▶ **Exercise objective**: Format the data below as a Markdown table with the columns Row and Line, covering only the lines from the line with "of the grey" up to and including the line with "[(121, 5), (354, 189), (51, 45)]". Omit any blank lines.

▶ **Entries from a dataset**:
[Start]

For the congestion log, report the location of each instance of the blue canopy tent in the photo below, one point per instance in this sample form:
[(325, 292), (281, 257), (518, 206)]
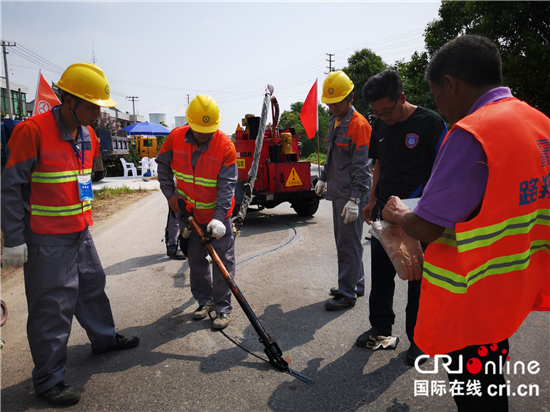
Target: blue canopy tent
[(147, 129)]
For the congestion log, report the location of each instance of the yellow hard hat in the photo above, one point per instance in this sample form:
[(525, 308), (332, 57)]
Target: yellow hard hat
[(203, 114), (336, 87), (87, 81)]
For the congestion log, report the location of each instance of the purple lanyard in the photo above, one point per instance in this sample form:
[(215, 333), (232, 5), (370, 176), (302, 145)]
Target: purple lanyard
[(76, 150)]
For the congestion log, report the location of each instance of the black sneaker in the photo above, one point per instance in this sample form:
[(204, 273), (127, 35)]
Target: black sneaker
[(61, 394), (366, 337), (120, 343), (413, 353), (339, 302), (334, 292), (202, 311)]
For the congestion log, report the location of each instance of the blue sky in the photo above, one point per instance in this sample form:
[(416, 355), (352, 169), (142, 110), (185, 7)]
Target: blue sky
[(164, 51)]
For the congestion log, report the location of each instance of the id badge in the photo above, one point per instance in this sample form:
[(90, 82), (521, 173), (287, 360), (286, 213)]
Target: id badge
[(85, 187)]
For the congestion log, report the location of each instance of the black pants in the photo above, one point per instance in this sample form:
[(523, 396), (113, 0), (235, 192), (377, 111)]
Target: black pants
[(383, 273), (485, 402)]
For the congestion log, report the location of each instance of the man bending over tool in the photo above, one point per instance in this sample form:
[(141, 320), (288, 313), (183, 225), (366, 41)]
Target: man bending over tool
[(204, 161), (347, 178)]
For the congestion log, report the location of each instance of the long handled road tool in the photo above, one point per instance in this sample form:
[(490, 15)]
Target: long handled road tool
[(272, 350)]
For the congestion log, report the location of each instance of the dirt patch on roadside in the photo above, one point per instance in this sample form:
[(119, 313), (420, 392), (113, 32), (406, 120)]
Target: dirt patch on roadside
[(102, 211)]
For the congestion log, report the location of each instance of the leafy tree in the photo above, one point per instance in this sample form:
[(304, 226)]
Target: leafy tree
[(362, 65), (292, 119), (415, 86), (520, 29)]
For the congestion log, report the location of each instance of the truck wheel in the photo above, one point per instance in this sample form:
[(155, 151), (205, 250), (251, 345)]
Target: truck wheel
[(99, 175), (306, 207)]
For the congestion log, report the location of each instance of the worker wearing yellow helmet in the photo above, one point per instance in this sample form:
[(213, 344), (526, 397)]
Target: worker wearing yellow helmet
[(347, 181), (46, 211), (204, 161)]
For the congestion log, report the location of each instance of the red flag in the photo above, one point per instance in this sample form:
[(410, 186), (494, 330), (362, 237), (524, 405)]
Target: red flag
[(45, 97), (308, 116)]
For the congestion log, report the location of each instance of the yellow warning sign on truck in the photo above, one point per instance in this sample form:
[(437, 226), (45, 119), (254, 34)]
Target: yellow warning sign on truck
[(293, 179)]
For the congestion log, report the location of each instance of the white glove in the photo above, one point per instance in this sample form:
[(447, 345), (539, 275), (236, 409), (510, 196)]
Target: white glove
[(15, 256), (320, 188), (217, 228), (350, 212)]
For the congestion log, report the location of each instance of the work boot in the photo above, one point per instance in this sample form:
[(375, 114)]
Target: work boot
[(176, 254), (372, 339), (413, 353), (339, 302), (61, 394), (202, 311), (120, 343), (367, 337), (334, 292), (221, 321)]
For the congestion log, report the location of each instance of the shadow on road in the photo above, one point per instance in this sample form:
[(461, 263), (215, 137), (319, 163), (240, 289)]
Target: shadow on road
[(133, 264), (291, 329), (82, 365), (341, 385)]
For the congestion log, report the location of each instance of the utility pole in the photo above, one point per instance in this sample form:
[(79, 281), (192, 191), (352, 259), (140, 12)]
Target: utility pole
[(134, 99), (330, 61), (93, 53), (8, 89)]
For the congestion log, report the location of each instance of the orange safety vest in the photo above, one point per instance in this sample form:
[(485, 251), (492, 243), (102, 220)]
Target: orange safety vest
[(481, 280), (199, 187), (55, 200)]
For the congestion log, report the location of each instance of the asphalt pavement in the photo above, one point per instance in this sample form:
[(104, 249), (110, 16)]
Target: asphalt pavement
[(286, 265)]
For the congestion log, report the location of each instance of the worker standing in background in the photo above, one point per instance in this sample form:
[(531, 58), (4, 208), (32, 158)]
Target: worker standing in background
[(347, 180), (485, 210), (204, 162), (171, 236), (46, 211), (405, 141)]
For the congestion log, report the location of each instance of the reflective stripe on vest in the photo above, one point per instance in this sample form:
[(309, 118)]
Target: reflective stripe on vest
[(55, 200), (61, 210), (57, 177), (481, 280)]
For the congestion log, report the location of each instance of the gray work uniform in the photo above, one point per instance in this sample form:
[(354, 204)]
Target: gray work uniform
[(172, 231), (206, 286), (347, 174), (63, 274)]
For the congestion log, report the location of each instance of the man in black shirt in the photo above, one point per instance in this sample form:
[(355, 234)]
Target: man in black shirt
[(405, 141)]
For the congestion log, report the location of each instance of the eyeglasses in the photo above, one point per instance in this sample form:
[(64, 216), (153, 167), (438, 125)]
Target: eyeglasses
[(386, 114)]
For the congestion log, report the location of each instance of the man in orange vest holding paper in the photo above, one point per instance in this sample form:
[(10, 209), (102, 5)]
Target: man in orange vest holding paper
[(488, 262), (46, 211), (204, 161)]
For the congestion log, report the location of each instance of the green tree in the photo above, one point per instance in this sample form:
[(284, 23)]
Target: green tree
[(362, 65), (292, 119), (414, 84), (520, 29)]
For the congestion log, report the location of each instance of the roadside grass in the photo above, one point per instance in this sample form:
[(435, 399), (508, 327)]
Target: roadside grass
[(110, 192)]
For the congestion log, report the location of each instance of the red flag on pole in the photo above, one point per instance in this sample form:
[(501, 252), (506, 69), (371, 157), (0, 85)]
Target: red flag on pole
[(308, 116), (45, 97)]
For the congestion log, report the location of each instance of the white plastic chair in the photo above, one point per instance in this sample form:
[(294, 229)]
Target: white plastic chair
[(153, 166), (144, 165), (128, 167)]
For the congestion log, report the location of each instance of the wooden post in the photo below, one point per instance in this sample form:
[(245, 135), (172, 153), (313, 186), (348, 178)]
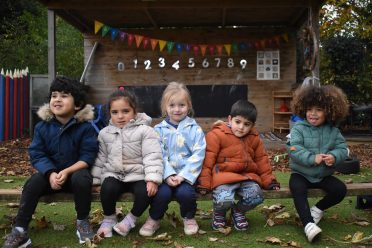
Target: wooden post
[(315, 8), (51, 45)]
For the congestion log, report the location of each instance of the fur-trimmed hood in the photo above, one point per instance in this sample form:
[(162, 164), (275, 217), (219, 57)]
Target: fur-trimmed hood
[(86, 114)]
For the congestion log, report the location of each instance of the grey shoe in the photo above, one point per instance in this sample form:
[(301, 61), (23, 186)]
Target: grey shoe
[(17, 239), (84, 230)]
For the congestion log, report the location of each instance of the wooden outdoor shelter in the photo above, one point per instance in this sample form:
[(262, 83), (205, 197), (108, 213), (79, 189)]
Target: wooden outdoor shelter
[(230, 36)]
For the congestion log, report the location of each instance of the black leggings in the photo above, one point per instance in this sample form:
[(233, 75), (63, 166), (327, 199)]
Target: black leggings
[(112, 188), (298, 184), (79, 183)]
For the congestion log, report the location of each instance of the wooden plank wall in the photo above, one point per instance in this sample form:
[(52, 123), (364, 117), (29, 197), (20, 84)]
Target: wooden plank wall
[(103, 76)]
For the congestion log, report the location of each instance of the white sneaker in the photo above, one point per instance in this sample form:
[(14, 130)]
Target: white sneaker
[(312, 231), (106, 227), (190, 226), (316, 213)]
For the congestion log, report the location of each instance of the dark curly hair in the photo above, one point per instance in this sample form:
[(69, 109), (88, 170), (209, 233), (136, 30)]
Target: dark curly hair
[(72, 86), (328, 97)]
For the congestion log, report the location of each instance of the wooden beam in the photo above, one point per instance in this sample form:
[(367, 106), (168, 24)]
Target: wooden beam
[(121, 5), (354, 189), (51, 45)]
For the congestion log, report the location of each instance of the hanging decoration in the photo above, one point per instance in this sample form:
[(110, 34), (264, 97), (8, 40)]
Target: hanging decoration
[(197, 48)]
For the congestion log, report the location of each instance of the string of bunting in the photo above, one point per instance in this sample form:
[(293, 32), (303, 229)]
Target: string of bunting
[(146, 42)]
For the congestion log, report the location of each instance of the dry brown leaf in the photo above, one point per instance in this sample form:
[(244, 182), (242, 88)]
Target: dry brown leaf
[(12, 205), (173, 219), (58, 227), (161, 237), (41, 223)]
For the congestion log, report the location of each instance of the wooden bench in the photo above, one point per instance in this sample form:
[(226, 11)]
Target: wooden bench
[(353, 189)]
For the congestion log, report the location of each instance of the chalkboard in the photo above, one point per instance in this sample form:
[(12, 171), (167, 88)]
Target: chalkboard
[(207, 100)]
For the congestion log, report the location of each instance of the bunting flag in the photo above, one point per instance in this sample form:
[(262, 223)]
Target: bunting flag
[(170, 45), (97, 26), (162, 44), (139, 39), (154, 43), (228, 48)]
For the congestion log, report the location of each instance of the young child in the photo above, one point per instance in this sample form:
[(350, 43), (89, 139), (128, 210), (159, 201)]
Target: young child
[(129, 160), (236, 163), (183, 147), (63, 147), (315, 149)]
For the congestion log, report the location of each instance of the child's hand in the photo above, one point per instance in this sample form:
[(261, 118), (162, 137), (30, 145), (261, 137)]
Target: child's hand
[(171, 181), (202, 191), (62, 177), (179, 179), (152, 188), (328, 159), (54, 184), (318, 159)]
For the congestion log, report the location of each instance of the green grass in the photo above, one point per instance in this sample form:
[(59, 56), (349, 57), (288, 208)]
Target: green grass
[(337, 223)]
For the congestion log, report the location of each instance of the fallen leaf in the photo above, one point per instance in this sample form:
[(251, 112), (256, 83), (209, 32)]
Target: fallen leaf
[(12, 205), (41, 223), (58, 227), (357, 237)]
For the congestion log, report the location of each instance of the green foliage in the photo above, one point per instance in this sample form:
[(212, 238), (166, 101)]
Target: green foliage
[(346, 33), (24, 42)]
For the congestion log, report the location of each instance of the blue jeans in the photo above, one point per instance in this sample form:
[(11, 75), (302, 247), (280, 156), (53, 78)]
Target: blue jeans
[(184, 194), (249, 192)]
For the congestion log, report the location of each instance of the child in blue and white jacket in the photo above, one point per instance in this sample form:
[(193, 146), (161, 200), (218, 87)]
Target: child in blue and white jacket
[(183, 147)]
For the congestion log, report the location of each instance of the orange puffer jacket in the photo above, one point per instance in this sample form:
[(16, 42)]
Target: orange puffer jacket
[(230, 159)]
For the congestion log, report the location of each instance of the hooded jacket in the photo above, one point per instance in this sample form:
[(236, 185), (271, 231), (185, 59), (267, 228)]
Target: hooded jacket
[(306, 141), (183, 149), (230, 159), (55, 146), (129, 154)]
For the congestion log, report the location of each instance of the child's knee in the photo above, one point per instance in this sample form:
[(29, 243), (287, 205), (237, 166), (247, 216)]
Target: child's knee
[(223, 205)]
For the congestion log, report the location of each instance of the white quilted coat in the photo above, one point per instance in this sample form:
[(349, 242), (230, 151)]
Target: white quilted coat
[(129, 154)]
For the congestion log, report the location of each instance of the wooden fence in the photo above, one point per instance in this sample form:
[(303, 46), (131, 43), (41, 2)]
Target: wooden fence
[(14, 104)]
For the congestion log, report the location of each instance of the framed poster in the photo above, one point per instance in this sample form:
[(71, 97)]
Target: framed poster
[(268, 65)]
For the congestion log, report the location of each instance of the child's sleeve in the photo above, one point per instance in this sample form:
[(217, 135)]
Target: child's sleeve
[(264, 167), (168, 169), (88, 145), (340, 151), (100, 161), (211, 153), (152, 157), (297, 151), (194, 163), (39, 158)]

[End]

▶ **The completed task**:
| Row | Line |
|---|---|
| 1 | For the congestion log, report the location of each instance of the grey shoe in the photo above, one point per instance in this sample form: |
| 2 | [(301, 61), (23, 186)] |
| 3 | Target: grey shoe |
| 4 | [(17, 239), (84, 230)] |
| 5 | For the congestion log, report the location of each instance of the wooden outdoor shelter in the photo above, one point per instance in this sample form: |
| 6 | [(262, 83), (205, 197), (108, 213), (79, 189)] |
| 7 | Target: wooden outdoor shelter |
| 8 | [(230, 36)] |
| 9 | For the congestion log, report the location of each instance of the black leggings in the photo above, one point per instance in this sample form: |
| 10 | [(233, 75), (63, 166), (327, 199)] |
| 11 | Target: black leggings |
| 12 | [(112, 188), (298, 184), (79, 183)] |
| 13 | For the congestion log, report the location of each instance of the wooden plank wall in the photo above, one point per instance in this sample form: |
| 14 | [(52, 123), (364, 117), (29, 197), (20, 84)] |
| 15 | Target: wooden plank wall |
| 16 | [(103, 76)] |
| 17 | For the congestion log, report the location of each instance of the white sneaker in the photo above, one point per instance in this sample form: |
| 18 | [(14, 130)] |
| 19 | Target: white sneaker |
| 20 | [(312, 231), (106, 227), (190, 226), (316, 213)] |
| 21 | For the congestion log, report the location of each instance of the dark curly hair in the photo above, one point per instance in this sample form: |
| 22 | [(69, 109), (88, 170), (209, 233), (136, 30)] |
| 23 | Target: dark curly hair |
| 24 | [(72, 86), (328, 97)] |
| 25 | For the congestion log, report the location of each instance of the wooden beam in the photo above, one point per instance in this sample form: |
| 26 | [(367, 106), (168, 24)] |
| 27 | Target: wooden beam |
| 28 | [(121, 5), (354, 189), (51, 45)] |